WHAT TO DO: Reproduce each of the following records line for line, without changing anything.

>> BEGIN DATA FOR THIS EXERCISE

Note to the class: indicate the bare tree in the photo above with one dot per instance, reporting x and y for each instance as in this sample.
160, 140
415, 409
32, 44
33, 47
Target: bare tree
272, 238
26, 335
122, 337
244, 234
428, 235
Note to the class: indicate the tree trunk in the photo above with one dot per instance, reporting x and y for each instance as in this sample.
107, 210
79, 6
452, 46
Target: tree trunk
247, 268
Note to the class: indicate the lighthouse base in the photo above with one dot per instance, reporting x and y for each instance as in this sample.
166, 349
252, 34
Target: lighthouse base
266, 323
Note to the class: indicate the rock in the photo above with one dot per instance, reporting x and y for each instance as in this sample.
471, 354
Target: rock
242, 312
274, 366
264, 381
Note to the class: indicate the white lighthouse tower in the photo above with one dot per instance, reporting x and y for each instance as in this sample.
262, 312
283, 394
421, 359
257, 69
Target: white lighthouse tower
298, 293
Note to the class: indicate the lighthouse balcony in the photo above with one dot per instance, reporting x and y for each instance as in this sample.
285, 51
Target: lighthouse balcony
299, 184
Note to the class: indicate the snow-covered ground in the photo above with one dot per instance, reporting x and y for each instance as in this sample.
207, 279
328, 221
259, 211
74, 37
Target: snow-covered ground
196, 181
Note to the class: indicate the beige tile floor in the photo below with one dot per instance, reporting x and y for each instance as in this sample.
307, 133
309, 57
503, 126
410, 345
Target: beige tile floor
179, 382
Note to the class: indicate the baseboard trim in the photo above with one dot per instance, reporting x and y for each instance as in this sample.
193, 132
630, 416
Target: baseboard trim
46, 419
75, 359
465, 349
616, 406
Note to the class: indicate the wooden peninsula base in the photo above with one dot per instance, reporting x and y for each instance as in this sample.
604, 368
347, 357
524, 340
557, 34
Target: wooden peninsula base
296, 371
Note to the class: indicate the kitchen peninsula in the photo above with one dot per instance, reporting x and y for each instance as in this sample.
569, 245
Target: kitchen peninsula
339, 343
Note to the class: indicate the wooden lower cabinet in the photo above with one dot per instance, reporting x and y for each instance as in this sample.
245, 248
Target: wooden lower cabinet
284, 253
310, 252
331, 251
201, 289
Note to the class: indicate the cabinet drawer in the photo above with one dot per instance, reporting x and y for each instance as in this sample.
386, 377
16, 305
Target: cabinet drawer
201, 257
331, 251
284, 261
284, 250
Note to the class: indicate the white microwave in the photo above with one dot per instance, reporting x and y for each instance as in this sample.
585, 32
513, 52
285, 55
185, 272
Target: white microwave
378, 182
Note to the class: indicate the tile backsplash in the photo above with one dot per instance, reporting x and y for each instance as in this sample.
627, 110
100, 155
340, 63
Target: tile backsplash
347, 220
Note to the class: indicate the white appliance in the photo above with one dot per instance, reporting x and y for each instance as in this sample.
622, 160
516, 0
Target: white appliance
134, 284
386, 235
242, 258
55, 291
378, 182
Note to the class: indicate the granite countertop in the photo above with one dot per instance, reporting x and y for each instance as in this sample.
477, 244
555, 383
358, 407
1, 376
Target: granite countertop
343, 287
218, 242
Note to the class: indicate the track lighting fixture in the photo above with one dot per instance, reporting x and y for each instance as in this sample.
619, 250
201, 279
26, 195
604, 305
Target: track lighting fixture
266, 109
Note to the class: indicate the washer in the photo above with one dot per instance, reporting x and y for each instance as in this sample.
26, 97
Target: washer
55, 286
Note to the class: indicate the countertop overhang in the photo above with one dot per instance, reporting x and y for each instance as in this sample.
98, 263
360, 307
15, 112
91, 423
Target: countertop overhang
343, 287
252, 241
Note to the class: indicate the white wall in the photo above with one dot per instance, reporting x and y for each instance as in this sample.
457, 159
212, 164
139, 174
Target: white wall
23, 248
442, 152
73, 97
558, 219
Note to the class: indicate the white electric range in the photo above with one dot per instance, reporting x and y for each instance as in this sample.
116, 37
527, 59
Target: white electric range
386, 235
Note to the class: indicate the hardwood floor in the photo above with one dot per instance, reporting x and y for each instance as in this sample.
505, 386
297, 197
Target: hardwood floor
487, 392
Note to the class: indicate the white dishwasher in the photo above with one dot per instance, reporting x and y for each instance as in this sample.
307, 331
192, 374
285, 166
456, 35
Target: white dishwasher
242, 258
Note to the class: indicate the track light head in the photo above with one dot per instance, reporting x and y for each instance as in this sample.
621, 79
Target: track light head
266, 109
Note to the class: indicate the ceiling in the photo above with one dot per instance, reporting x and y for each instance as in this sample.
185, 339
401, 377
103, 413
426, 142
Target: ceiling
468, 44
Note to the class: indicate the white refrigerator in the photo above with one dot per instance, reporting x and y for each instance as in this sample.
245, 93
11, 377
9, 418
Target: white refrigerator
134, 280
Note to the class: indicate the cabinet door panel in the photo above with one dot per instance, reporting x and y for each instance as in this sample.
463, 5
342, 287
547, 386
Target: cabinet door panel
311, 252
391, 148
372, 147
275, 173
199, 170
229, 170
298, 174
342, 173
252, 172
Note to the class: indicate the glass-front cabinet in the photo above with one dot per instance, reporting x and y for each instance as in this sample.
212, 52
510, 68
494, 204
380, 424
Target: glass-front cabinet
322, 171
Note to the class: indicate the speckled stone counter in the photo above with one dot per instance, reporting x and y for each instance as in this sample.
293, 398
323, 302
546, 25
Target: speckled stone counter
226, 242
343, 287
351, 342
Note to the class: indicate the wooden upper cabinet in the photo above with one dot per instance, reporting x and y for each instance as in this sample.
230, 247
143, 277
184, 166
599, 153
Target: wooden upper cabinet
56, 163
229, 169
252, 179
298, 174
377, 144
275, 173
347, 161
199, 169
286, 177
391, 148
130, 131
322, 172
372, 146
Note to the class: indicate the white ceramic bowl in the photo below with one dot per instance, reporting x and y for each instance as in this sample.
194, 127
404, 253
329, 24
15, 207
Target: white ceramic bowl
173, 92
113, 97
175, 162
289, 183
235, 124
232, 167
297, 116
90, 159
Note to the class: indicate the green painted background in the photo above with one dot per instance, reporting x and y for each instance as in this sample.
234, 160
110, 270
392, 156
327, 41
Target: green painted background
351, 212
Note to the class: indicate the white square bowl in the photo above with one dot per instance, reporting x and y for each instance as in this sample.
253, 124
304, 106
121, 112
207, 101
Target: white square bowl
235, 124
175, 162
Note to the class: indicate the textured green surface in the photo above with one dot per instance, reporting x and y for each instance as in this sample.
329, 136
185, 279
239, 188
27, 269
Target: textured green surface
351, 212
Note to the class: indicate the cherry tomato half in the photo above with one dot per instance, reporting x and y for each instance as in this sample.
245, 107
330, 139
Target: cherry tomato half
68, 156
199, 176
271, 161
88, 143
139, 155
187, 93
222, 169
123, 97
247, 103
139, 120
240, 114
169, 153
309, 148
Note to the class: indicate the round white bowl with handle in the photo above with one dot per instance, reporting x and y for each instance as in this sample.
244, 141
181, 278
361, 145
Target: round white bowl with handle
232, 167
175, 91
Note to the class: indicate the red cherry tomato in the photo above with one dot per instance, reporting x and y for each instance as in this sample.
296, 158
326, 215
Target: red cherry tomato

>> END DATA FOR THIS EXERCISE

ANSWER TO THIS TASK:
Note to the class: indicate the bare tree in the photo above with one dot per instance, reporting x and y for each instance as in this sample.
160, 140
415, 409
32, 44
33, 47
Target: bare tree
272, 238
26, 335
122, 337
244, 234
428, 235
Note to the class: indicate the tree trunk in the photo above with one dot per instance, reporting x and y for each instance as in this sample.
107, 210
79, 6
452, 46
Target: tree trunk
247, 268
Note to the class: indicate the lighthouse base in the photo above with one dot per instance, reporting x and y for each instance as in this sample.
166, 349
252, 34
Target: lighthouse base
266, 323
Note to the class: indicate the rock in the photo above with one dot per instance, reporting x and y for each instance as in this sample.
471, 354
Target: rock
242, 312
274, 366
264, 381
Note to the class: indicate the white lighthouse tower in the photo above with one dot per instance, reporting x and y for each instance as in this sample.
262, 312
283, 394
421, 359
257, 69
Target: white lighthouse tower
298, 293
Note to the class: indicate the lighthouse balcony in the photo above with one dot per instance, reporting x and y for each instance as in this sample.
285, 51
Target: lighthouse balcony
299, 184
Note to the class: indicate the snow-covered ground in the photo above with one dot per instance, reporting x and y for each instance as in this sample.
207, 279
328, 221
259, 211
74, 37
Target: snow-covered ground
196, 181
Note to the class: indicate the beige tile floor in the photo below with one dot per instance, reporting x and y for each instance as in this sample.
307, 133
309, 57
503, 126
410, 345
Target: beige tile floor
179, 382
Note to the class: indicate the baseboard trim in the photo above with one dot per instance, reporting x and y for each instance as in this sample.
193, 132
630, 416
Target: baseboard trim
46, 419
75, 359
465, 349
616, 406
Note to the class: indicate the wooden peninsula base in the photo above with one dot per instance, reporting x and y for each instance as in this sample.
604, 368
347, 357
524, 340
557, 34
Target: wooden peninsula base
296, 371
Note to the class: indicate the kitchen peninsula in the photo above with one dot per instance, reporting x and y for each instance as in this sample.
569, 245
Target: kitchen peninsula
339, 343
Note to the class: indicate the wooden lower cabinet in the photo above with one dot per instance, reporting x and y for each instance as in this sample.
245, 248
Target: wooden lower cabinet
284, 253
310, 252
331, 251
201, 289
Note to the class: indicate the cabinet drawer in the photo above with one dot per instance, reporting x and y for each instance as in this sample.
386, 377
16, 305
Target: cabinet drawer
201, 257
331, 251
284, 261
284, 250
Note to the class: indicate the white microwave in the photo above with one dot per instance, reporting x and y for each instance as in this sample.
585, 32
513, 52
285, 55
185, 272
Target: white microwave
378, 182
Note to the class: indicate the tile backsplash in the photo above with one dot per instance, reporting x and y for each instance as in this sample.
627, 110
100, 155
340, 63
Target: tile backsplash
347, 220
Note to the class: indicate the white appliance in the photo above with one dot per instance, reporting x and y for each instance as in this sample.
622, 160
516, 0
Target: white appliance
134, 284
386, 235
242, 258
55, 291
378, 182
Note to the class: indicate the granite countertop in the photo above with one dot per instance, reporting x and y for each instance as in this sample.
477, 244
555, 383
358, 407
1, 376
Target: granite countertop
343, 287
218, 242
Note to the class: indicate the track lighting fixture in the photo above with one dot per instance, reporting x and y for each instance as in this sample.
619, 250
201, 279
26, 195
604, 305
Target: track lighting fixture
266, 109
Note to the class: indicate the washer in the photo above with one dot per instance, reporting x and y for each instance as in this sample.
26, 97
Target: washer
55, 286
Note to the class: indicate the countertop overhang in the photo above with one dot per instance, reporting x and y for each instance as in this sample.
98, 263
360, 307
15, 112
91, 423
Target: countertop overhang
343, 287
252, 241
Note to the class: indicate the white wall in the photo above with one dot per instance, reporting x and y for each instance as in this sample.
457, 159
212, 164
139, 174
Target: white wall
23, 248
442, 152
73, 97
558, 219
Note to the class: indicate the white electric range in the photo above with one dot per instance, reporting x and y for each instance as in this sample.
116, 37
527, 59
Target: white electric range
386, 235
Note to the class: indicate the hardwood floor in the photo above with one dot per instance, reporting x and y for each instance as in this sample.
505, 386
297, 197
Target: hardwood floor
487, 392
Note to the class: indicate the white dishwasher in the photo above with one dot per instance, reporting x and y for each instance as in this sample.
307, 331
192, 374
285, 166
456, 35
Target: white dishwasher
242, 258
Note to the class: indicate the track light head in the photo above with one dot per instance, reporting x and y for each instance as in this sample.
621, 79
Target: track light head
266, 109
Note to the class: indicate the ceiling in the photo above with one dot per instance, reporting x and y for each instance as in this sample.
185, 339
401, 377
103, 413
426, 142
Target: ceiling
468, 44
Note to the class: indicate the white refrigerator in the photo above with one dot per instance, reporting x and y for each instance as in this sample.
245, 93
11, 377
9, 418
Target: white refrigerator
134, 280
Note to the class: indicate the cabinet door panel in the photo above with one dot per instance, reporting x and y for each instance as in this sample.
463, 5
342, 287
547, 386
Target: cabinet door panel
311, 252
391, 148
372, 147
275, 173
199, 170
229, 170
298, 174
342, 173
252, 172
Note to the class: indicate the glass-front cabinet in the photo above with one dot per instance, reporting x and y for each instance as in this sample.
212, 52
510, 68
494, 204
380, 424
Target: glass-front cabinet
322, 171
Note to the class: indicate the speckled stone counter in the photo above with one dot per instance, reporting x and y for each instance as in this sample.
293, 398
323, 302
546, 25
Target: speckled stone counter
226, 242
343, 287
351, 342
Note to the class: indicate the wooden upper cabinet in the photo above with one dot per instance, reporting x and y for each instance as in this sample.
230, 247
143, 277
184, 166
599, 153
Target: wooden upper cabinet
56, 163
229, 169
252, 179
298, 174
377, 144
275, 173
347, 161
199, 169
286, 177
391, 148
130, 131
322, 172
372, 146
Note to the class: indicate the white ceramic bowl in the photo below with one dot per instance, reporting x and y for each instance as in this sample.
194, 127
404, 253
329, 24
15, 207
Target: white ceramic bowl
173, 92
113, 97
175, 162
289, 183
235, 124
232, 167
297, 116
90, 159
Note to the class: indicate the green painted background in the photo above with one dot per instance, reporting x and y for each instance as in this sample.
234, 160
110, 270
392, 156
327, 41
Target: green painted background
351, 212
Note to the class: indicate the white square bowl in the photo above with one dot per instance, reporting x and y for each instance as in this sample.
253, 124
304, 106
121, 112
207, 101
Target: white square bowl
235, 124
175, 162
Note to the class: indicate the textured green surface in the photo above with one dot per instance, reporting x and y for each instance as in this sample.
329, 136
185, 279
239, 188
27, 269
Target: textured green surface
351, 212
Note to the class: indicate the cherry tomato half in the photo above with one dot per instance, reporting x and y for each instance as in this sample.
245, 107
330, 139
Target: cherry tomato half
68, 156
199, 176
271, 161
88, 143
139, 155
187, 93
222, 169
123, 97
247, 103
139, 120
240, 114
169, 153
309, 148
Note to the class: indicate the round white bowl with handle in the photo above with one dot per instance, reporting x and y for each instance as in this sample.
244, 141
181, 278
361, 145
Target: round white bowl with handle
232, 167
175, 91
Note to the class: indicate the red cherry tomato in the photo above with one dot per instance, reporting x and y for each instance as in this sample.
296, 158
326, 215
Target: red cherry tomato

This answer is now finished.